Format the entries from the line containing "Please locate the chair leg" through the last line of the entries as a JSON list of strings, one string per line, with blank lines omitted. Leave the pictures out of the answer.
* * * *
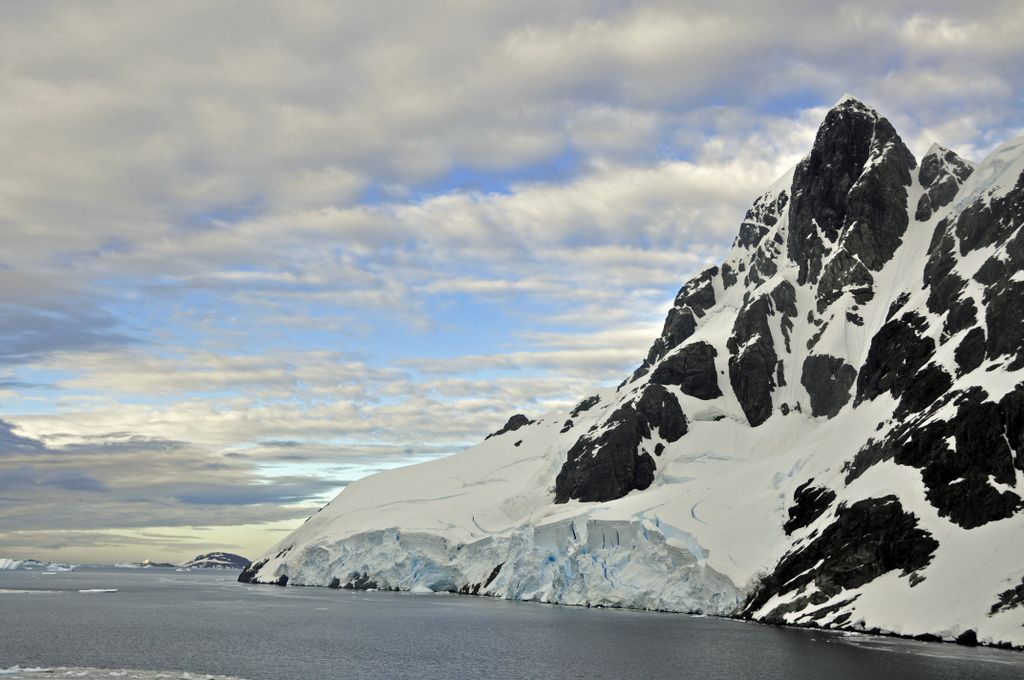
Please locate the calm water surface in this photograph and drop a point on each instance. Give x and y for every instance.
(204, 622)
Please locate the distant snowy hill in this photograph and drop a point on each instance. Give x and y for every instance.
(829, 430)
(217, 560)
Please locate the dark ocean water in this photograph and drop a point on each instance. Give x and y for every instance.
(204, 622)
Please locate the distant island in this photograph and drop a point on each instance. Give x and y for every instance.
(217, 560)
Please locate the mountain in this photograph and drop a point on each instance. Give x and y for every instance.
(828, 431)
(217, 560)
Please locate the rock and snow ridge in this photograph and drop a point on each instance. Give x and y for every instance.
(217, 560)
(828, 431)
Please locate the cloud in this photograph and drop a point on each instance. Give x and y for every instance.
(375, 234)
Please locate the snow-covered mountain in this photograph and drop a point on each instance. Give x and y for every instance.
(829, 430)
(217, 560)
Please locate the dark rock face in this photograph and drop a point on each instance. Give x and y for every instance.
(1009, 599)
(827, 381)
(250, 570)
(839, 199)
(610, 465)
(585, 406)
(942, 173)
(970, 353)
(359, 582)
(692, 369)
(513, 424)
(692, 302)
(809, 504)
(986, 441)
(898, 350)
(968, 638)
(867, 539)
(753, 359)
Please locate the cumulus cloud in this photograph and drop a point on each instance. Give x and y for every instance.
(249, 271)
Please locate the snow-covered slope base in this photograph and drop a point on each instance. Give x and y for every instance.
(829, 430)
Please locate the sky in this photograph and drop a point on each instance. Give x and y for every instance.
(251, 252)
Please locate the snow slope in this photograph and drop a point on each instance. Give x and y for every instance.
(827, 432)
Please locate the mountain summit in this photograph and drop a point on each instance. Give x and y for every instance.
(828, 431)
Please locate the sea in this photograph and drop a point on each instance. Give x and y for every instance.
(187, 624)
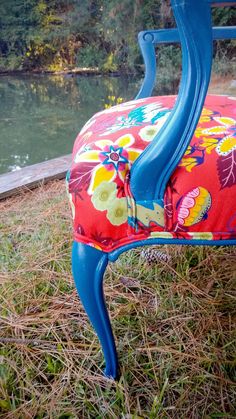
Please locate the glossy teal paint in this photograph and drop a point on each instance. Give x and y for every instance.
(88, 267)
(149, 39)
(151, 171)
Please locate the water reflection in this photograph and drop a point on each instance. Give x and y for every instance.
(40, 116)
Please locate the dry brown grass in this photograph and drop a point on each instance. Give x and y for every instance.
(174, 325)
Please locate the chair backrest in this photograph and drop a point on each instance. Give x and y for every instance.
(152, 170)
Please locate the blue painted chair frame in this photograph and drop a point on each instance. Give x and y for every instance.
(160, 158)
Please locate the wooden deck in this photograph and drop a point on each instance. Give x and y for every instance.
(31, 176)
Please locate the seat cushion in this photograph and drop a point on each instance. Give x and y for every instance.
(200, 198)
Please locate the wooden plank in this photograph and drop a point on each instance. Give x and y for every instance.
(31, 176)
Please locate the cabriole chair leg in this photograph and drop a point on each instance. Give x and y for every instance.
(88, 267)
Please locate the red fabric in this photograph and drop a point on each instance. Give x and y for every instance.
(200, 198)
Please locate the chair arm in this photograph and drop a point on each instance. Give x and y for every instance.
(147, 41)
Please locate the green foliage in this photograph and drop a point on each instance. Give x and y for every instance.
(56, 35)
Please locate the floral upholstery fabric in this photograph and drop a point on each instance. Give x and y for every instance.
(200, 198)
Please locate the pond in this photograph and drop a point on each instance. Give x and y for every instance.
(40, 116)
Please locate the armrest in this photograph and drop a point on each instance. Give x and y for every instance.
(147, 41)
(151, 171)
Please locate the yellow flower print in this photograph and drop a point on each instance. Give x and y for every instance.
(103, 195)
(161, 235)
(228, 127)
(209, 144)
(205, 115)
(117, 212)
(202, 236)
(113, 158)
(150, 131)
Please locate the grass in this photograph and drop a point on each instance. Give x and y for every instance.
(174, 325)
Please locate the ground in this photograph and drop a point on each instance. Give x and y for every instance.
(174, 324)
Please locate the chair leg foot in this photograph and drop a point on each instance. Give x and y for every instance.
(88, 267)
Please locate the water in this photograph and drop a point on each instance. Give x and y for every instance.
(40, 116)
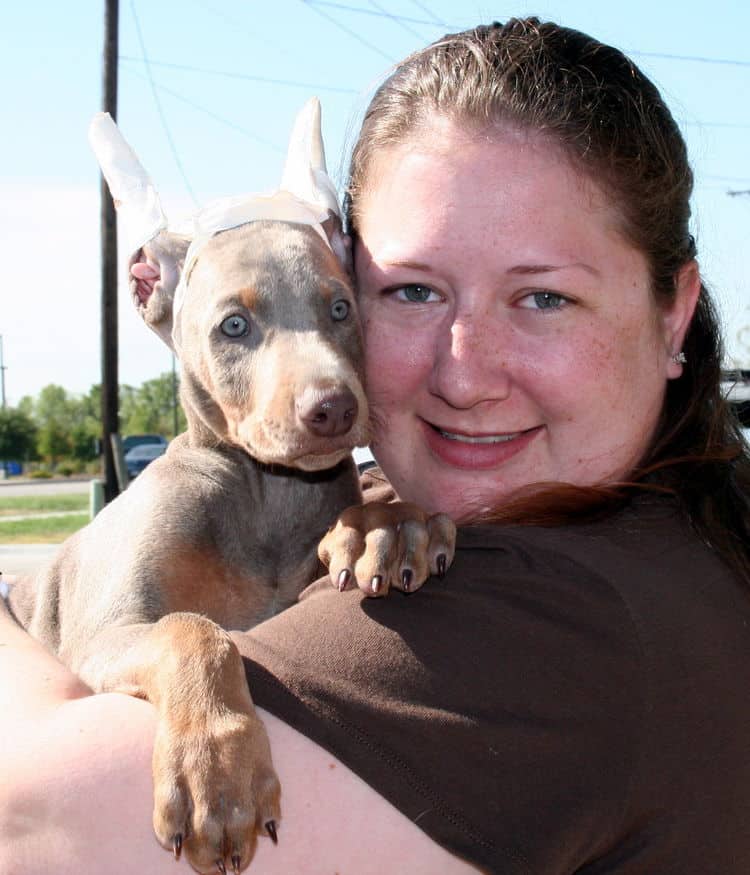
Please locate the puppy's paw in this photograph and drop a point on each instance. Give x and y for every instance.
(380, 545)
(215, 790)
* * * *
» Finished task
[
  "Please locate the chair leg foot in this photograph and drop a point on each instance. Give x and y for every instance.",
  "(88, 267)",
  "Please locate the water in this photograph and drop a point on each instance. Give x and y for every instance.",
  "(40, 116)",
  "Please locate the puppy's paw in this photograph and drop a point on each instance. Give x and y for every instance.",
  "(380, 545)",
  "(215, 790)"
]